§ SOURCE EXTRACT:
=-=-=-=-=

This morning, things were different. When I first checked Sina Weibo, around 10 AM, searches for “Wang Lijun” weren’t being censored. But then shortly after that, I checked again and a search for Wang returned the typical censorship error message:
In accordance with the relevant laws and regulations, your search results cannot be displayed.
I figured that was the end of it, so I was shocked when just a little while later searches for the term began to go through again. Had Sina blocked the term by accident? Was there a bug? Just a few minutes later, the term was blocked again. Then around noon it appears to have been unblocked again, and as of this writing, it remains unblocked.
This is, to put it lightly, unusual. I’ve never seen a blocked term get unblocked so quickly, not to mention a term get blocked, unblocked, blocked again, and then unblocked all in the space of just a few hours. So what’s going on here? Was it some kind of bug?
There’s no way to know for sure — Sina is never going to comment on this sort of thing — but it seems possible that with the basic story still up in the air, the folks at Sina aren’t really sure whether this term should be blocked or not, and are doing their hemming and hawing in public. (Contrary to popular belief, most Chinese internet censorship is practiced by service operators like Sina who must attempt to decipher for themselves where the “line” is, although the government does sometimes issue specific orders to block objectionable content).

=-=-=-=-=

(Data items)
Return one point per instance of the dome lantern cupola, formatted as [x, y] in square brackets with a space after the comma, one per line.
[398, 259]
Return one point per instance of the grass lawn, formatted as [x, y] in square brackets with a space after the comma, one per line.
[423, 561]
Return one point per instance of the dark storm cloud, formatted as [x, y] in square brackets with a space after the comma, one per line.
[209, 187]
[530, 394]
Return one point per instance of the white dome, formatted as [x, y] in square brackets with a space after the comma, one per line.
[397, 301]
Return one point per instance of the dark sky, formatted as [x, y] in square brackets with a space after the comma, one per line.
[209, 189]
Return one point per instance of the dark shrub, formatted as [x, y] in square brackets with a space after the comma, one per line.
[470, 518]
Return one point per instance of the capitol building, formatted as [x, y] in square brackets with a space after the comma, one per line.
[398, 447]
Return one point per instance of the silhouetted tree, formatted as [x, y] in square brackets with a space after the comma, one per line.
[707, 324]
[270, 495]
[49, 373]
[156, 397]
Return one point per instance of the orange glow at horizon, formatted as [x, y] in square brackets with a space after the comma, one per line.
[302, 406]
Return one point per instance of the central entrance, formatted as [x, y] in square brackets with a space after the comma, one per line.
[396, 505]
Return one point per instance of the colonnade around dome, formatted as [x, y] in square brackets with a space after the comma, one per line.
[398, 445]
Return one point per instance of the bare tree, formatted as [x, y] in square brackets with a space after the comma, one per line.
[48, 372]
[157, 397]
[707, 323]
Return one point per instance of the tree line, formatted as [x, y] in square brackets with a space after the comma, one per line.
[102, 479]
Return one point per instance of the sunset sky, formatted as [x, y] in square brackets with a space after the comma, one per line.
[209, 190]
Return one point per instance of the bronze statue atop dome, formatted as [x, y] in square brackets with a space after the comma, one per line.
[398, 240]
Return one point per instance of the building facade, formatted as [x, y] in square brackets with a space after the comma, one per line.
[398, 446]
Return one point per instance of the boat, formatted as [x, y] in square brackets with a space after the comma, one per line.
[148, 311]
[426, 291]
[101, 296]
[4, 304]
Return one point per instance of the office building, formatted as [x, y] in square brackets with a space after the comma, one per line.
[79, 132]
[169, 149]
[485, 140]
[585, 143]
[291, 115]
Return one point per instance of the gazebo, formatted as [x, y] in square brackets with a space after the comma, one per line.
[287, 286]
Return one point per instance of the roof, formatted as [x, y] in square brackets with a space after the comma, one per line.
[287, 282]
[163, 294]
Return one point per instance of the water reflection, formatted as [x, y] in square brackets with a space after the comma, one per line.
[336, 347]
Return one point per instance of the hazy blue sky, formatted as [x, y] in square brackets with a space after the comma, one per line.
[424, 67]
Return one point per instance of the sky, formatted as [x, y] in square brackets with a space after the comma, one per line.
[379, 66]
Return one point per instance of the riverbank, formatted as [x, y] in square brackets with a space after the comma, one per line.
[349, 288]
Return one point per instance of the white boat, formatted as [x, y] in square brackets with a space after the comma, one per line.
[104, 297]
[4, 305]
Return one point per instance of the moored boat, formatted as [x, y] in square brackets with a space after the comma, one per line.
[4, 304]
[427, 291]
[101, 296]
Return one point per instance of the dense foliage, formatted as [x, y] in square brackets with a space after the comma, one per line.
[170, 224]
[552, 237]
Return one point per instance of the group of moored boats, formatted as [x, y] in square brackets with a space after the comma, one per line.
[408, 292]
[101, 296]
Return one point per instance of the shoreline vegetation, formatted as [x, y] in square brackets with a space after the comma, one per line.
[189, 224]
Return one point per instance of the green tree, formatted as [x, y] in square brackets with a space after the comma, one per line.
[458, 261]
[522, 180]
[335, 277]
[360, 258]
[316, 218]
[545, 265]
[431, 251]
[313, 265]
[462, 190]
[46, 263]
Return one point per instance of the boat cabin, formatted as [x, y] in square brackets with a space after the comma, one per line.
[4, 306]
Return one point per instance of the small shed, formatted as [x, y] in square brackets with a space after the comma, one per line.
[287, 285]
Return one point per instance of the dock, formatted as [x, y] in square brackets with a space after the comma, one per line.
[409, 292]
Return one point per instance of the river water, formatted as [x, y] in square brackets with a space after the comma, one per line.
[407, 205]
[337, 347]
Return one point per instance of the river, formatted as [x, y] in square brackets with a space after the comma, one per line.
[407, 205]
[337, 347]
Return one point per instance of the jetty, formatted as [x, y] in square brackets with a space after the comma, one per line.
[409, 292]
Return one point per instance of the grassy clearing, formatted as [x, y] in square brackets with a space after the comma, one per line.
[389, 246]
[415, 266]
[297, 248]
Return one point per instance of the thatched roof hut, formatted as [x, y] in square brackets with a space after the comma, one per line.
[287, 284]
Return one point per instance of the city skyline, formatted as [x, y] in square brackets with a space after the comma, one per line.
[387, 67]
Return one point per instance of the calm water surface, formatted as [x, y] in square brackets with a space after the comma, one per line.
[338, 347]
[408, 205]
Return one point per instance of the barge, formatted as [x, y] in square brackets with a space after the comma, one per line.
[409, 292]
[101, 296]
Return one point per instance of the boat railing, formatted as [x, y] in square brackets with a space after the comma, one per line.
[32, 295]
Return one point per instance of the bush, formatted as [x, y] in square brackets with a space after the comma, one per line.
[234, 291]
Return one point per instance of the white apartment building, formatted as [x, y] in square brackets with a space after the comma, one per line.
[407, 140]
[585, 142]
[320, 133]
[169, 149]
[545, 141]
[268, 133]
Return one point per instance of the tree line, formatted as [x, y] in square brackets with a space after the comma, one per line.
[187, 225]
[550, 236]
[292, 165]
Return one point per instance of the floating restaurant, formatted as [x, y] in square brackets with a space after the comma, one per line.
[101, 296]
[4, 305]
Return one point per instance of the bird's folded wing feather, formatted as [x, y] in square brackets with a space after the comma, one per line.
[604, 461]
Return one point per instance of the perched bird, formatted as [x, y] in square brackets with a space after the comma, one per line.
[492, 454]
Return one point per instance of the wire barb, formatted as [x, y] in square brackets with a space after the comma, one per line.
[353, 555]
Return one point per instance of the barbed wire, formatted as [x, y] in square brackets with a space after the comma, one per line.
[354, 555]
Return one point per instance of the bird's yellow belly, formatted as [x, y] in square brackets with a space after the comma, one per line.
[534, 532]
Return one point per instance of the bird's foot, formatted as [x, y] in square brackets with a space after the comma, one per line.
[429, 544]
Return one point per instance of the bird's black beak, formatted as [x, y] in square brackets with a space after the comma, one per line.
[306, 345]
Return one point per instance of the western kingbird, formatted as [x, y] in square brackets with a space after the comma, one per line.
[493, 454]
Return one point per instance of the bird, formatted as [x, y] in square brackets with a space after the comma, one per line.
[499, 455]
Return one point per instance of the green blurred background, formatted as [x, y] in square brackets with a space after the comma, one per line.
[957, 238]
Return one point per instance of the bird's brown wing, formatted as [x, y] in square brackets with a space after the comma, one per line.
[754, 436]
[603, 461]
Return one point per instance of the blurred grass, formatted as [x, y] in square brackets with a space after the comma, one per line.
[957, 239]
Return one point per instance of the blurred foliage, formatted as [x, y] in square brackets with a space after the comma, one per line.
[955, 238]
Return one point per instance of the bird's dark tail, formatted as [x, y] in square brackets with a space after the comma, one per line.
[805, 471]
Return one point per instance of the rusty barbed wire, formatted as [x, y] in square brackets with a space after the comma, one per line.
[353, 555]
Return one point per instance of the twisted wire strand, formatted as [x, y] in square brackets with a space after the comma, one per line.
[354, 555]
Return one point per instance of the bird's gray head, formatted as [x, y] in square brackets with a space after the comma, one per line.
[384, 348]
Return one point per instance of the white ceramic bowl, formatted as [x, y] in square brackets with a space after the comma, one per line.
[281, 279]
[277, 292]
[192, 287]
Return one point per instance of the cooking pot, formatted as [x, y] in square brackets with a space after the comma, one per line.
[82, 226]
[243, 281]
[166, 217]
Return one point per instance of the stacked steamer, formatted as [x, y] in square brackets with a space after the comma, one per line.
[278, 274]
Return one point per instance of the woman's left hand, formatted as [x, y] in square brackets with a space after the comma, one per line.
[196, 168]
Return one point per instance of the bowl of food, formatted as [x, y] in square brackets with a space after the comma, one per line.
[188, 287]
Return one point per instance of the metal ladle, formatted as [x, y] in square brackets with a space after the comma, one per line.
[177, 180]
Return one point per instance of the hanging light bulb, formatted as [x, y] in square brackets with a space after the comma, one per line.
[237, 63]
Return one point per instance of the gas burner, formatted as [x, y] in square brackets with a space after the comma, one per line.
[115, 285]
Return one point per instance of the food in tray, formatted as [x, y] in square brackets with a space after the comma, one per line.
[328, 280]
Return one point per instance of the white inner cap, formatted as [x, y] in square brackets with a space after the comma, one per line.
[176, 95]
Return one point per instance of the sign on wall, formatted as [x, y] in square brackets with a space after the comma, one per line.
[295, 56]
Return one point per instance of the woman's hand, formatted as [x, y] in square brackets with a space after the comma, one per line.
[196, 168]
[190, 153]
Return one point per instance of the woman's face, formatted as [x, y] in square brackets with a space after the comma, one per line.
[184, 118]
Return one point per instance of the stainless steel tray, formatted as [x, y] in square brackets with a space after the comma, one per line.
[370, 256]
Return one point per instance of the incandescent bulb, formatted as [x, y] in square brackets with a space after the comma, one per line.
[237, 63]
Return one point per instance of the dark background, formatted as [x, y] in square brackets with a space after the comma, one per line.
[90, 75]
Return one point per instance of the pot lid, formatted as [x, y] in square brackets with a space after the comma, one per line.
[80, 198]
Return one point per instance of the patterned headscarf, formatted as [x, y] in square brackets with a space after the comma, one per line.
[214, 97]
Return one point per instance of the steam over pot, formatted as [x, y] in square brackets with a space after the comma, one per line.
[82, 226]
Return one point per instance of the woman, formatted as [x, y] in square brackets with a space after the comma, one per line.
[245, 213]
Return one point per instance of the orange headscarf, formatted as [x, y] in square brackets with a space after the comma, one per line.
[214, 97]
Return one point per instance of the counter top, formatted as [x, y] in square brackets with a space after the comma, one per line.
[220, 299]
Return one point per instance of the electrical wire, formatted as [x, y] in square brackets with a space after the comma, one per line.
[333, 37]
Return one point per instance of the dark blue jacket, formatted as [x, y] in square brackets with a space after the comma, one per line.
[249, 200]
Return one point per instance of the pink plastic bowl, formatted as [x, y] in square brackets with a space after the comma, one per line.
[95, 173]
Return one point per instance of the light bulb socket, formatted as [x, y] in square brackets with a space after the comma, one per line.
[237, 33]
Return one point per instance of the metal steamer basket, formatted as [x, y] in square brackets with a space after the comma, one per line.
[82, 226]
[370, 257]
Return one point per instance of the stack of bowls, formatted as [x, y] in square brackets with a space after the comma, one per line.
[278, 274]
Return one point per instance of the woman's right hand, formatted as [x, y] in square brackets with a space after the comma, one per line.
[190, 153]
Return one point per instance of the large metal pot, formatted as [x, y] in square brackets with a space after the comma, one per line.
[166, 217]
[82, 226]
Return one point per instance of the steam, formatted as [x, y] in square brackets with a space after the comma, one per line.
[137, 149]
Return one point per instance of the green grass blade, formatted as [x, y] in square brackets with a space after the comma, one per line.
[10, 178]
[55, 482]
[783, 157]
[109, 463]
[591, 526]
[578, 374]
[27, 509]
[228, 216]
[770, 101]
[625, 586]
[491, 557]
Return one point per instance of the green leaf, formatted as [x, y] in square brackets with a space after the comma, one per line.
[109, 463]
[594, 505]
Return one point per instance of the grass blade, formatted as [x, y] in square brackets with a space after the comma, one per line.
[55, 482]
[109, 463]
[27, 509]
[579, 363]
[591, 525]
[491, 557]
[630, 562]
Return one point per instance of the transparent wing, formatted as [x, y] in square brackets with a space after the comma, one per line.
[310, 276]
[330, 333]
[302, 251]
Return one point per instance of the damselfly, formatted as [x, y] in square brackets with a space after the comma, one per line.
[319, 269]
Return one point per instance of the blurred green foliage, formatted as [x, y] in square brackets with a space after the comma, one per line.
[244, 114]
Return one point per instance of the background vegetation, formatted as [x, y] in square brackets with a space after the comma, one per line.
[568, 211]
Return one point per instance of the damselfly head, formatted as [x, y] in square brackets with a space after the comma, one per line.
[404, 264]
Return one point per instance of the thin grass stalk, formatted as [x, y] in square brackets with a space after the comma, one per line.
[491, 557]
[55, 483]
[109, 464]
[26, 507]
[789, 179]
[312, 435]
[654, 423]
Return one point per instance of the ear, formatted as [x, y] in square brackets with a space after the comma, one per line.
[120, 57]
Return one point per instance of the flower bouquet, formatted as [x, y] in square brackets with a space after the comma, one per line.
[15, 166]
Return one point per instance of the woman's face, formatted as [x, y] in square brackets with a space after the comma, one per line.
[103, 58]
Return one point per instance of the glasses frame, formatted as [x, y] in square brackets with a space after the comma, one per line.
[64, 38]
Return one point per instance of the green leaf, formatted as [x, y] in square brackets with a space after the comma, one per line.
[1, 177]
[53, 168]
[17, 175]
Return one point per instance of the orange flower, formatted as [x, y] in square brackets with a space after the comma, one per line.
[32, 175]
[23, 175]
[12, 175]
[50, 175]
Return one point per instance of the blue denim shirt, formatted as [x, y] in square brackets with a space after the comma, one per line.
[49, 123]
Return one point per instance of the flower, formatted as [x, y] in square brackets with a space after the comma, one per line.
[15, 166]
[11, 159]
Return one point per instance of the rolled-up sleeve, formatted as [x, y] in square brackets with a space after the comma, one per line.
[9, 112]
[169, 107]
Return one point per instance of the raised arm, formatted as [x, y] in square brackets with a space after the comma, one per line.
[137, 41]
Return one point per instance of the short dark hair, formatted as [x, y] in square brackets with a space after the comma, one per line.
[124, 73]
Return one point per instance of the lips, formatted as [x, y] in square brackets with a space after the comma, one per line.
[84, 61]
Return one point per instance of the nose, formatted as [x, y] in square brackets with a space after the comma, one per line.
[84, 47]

=-=-=-=-=

§ SET EXERCISE 1: Repeat verbatim the stretch of the Sina Weibo censorship passage from "This is, to" through "block objectionable content).".
§ SET EXERCISE 2: Carry on the passage about Sina Weibo's censorship of searches, picking up after its final sentence.

§ WRITTEN ANSWER 1:
This is, to put it lightly, unusual. I’ve never seen a blocked term get unblocked so quickly, not to mention a term get blocked, unblocked, blocked again, and then unblocked all in the space of just a few hours. So what’s going on here? Was it some kind of bug?
There’s no way to know for sure — Sina is never going to comment on this sort of thing — but it seems possible that with the basic story still up in the air, the folks at Sina aren’t really sure whether this term should be blocked or not, and are doing their hemming and hawing in public. (Contrary to popular belief, most Chinese internet censorship is practiced by service operators like Sina who must attempt to decipher for themselves where the “line” is, although the government does sometimes issue specific orders to block objectionable content).

§ WRITTEN ANSWER 2:
Another theory, suggested by @niubi on Twitter, is that Sina operators may be letting a certain amount of Wang-related chatter get through on purpose because it will damage the reputation of his boss Bo Xilai. Bo is expected to assume a high-level position in China’s national government this year, but the possible attempted defection of someone high in his administration could seriously damage his chances, and there are factions within China’s Communist Party that would be interested in seeing him fall.
Of course, it’s all pure speculation at this point. The rumors may be entirely false, and while Sina Weibo’s censorship pattern this morning was definitely odd, it could have been a bug or some other error. Whatever’s going on, though, it’s definitely interesting.